Excerpted records =>
────────

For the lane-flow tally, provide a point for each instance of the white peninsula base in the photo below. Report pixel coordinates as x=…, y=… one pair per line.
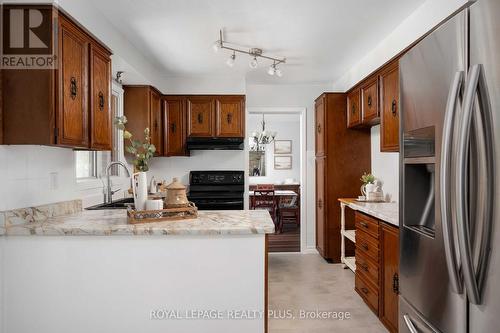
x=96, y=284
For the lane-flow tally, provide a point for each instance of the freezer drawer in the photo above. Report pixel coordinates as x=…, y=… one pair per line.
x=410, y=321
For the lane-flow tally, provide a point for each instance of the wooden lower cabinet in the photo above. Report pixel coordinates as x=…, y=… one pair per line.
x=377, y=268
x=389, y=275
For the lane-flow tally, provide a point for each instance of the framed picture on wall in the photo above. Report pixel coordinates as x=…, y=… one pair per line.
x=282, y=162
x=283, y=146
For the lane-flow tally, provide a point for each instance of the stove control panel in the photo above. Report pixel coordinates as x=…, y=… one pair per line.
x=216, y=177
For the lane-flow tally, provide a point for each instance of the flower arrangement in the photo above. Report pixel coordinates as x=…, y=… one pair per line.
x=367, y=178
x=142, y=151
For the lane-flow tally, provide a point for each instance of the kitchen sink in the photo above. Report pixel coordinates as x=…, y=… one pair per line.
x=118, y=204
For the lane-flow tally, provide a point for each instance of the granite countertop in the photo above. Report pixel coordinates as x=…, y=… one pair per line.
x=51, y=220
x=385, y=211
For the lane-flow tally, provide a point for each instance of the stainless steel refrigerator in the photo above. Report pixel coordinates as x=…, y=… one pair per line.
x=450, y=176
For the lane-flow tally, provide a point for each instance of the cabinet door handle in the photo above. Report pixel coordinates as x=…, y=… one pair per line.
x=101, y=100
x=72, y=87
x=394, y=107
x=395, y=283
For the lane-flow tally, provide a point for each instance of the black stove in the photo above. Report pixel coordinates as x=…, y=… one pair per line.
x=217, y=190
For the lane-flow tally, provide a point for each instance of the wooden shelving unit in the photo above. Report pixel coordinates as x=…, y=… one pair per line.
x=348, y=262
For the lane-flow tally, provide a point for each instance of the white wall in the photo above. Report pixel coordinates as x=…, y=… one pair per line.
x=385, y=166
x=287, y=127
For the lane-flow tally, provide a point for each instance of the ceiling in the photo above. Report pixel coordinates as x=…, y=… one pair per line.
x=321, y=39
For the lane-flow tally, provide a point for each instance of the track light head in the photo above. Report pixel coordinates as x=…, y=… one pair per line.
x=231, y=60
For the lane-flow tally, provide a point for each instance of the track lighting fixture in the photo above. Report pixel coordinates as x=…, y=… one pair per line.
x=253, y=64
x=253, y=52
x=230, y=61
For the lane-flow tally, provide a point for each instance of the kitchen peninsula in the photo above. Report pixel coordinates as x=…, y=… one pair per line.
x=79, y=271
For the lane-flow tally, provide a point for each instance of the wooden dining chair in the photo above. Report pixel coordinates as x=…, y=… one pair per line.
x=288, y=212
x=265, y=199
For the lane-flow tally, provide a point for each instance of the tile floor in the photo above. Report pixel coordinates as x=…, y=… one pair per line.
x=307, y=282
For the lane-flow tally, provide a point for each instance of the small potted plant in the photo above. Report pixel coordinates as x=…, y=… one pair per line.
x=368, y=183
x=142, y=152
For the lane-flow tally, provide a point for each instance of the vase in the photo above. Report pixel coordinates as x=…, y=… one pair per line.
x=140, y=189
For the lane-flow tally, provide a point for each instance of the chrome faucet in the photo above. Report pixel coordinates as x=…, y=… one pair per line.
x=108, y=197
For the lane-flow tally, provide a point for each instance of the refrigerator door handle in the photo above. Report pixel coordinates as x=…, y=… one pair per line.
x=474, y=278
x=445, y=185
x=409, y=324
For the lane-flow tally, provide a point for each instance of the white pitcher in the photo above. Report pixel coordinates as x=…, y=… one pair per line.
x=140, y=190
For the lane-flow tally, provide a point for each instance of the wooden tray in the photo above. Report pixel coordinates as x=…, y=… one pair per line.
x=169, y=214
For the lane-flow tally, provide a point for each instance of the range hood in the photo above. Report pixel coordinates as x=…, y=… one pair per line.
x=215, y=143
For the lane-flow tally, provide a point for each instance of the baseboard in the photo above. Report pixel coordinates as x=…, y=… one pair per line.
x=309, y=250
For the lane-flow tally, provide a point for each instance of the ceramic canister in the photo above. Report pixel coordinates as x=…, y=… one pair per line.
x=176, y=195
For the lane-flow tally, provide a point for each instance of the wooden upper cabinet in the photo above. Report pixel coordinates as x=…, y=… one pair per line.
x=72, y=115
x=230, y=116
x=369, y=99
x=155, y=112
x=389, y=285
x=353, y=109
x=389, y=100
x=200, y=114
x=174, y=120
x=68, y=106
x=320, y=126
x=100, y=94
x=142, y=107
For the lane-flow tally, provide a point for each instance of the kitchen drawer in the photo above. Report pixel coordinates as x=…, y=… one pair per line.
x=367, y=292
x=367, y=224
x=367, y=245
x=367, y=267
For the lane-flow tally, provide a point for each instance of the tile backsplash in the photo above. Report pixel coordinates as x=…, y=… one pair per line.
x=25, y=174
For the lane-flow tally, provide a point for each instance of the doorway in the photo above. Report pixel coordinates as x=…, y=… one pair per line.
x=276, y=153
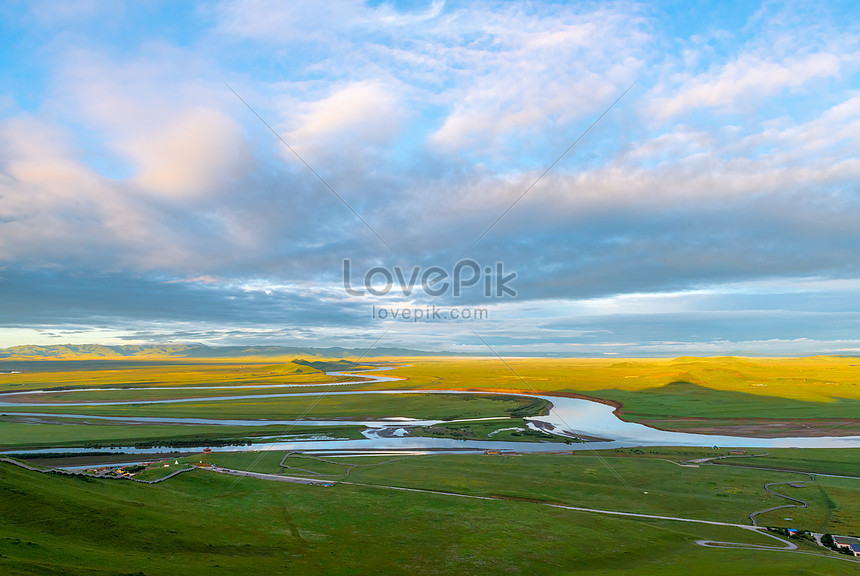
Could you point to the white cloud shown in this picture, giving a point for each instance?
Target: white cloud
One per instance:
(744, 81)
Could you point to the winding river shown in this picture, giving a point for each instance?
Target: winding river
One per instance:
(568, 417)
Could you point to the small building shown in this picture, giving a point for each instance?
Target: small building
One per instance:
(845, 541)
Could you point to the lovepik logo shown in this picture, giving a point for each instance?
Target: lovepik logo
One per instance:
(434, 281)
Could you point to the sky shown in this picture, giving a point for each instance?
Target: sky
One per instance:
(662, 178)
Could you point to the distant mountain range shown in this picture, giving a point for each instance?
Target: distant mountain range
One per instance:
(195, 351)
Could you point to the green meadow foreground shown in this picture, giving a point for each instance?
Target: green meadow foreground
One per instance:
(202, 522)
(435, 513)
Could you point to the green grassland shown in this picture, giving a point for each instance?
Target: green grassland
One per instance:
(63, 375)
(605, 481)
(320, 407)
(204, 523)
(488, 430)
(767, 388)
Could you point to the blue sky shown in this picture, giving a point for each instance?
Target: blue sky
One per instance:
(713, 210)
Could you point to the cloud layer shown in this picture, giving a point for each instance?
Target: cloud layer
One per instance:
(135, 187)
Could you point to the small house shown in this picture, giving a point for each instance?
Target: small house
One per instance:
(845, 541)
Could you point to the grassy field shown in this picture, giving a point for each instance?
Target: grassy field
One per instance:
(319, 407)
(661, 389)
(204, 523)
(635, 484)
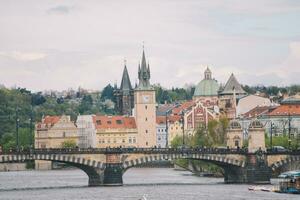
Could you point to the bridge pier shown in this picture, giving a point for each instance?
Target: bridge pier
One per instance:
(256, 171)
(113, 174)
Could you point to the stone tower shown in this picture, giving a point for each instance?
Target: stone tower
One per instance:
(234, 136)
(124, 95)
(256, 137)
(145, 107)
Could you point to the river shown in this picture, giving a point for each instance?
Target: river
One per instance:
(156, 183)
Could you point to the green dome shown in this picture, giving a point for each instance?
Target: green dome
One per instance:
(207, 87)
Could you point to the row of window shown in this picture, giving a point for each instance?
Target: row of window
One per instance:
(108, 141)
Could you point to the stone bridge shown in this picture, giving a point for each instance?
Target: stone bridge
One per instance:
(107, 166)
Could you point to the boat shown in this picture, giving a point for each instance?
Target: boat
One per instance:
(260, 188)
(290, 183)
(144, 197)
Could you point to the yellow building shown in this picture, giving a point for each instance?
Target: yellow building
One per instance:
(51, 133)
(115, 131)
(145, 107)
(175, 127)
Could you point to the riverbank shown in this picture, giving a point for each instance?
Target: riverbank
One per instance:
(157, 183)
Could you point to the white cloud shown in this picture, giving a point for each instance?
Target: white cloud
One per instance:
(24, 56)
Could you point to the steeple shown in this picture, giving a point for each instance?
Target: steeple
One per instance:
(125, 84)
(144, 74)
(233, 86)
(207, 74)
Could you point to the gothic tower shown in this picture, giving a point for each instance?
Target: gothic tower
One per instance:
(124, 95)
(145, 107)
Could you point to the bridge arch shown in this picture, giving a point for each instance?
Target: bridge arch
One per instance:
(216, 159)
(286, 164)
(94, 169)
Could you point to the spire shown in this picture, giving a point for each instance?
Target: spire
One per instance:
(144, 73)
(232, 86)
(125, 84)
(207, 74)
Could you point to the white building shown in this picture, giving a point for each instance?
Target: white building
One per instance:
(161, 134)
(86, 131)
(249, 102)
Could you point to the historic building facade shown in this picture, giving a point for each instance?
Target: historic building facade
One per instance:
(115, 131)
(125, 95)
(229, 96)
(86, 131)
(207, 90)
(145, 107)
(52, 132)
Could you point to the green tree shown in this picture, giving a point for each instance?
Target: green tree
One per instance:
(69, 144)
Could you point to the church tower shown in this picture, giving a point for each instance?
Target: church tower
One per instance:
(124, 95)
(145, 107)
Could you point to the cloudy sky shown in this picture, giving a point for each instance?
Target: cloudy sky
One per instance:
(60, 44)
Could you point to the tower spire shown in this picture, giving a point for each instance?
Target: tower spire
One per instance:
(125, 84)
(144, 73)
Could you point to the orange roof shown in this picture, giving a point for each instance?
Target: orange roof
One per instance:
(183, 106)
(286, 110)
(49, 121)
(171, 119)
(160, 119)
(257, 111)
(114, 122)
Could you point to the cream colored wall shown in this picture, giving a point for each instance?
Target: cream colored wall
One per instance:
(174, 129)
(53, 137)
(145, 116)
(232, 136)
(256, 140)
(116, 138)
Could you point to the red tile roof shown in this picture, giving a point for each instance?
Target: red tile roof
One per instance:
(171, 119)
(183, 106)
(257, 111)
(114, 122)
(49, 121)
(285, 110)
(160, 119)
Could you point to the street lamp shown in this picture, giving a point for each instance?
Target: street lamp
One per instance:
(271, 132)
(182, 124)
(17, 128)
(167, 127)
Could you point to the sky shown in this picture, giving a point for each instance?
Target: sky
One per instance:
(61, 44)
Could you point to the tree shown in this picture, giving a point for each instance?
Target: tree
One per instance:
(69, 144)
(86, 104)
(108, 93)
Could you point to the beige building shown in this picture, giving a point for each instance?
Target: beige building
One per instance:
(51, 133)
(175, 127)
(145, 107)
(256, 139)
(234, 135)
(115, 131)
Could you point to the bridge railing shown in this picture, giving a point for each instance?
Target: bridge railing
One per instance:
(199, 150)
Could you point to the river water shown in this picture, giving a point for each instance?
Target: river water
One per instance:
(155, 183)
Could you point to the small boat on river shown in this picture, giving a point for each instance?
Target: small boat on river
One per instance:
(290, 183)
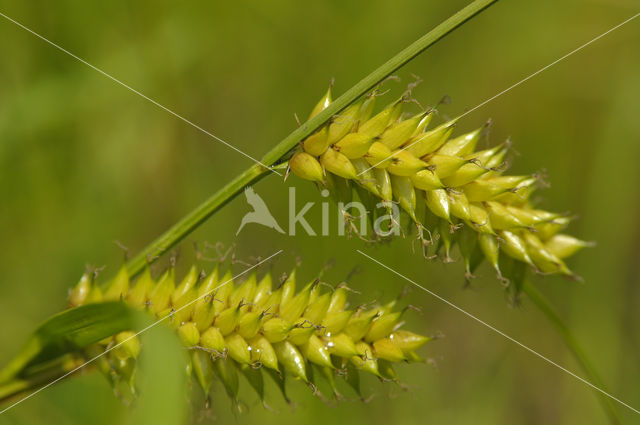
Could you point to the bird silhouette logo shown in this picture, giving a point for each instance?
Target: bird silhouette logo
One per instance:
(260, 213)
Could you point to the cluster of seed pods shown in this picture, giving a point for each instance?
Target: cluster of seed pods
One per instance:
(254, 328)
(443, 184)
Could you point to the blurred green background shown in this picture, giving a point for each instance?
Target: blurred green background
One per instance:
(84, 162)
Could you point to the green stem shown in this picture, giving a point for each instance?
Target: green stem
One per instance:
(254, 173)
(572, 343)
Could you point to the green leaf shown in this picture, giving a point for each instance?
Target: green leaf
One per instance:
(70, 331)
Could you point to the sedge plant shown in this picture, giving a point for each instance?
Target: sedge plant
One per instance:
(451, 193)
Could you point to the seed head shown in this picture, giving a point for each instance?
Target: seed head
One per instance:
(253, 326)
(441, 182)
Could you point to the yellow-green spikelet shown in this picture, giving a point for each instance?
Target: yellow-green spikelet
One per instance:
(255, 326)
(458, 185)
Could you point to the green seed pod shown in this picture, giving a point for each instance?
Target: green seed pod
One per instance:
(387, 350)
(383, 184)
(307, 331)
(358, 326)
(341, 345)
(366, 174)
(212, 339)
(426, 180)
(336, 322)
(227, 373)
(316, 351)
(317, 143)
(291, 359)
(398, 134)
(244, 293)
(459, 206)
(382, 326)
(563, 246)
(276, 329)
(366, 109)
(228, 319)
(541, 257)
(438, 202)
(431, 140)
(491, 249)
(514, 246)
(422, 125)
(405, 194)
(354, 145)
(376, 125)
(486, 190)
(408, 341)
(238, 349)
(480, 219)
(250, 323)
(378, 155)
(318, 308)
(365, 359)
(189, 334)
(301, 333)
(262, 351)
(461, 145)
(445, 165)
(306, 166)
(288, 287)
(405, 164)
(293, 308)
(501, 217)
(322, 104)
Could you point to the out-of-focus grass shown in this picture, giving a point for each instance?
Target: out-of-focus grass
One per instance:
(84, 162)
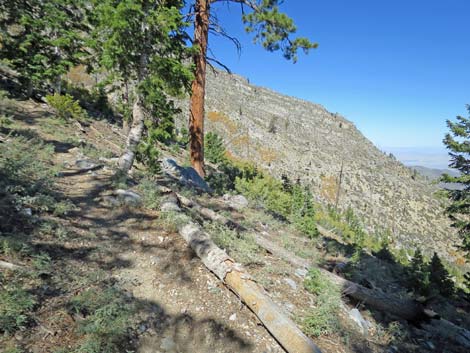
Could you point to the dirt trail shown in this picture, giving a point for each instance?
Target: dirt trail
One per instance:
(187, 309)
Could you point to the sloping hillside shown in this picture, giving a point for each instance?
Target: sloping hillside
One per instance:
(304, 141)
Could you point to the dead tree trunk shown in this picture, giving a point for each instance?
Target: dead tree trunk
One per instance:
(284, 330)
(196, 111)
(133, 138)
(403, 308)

────────

Given the data above, which lines hold the string "field"? Return them.

Could you point to the grassy field shown in this picture, giving a point for each instance?
Target: grassy field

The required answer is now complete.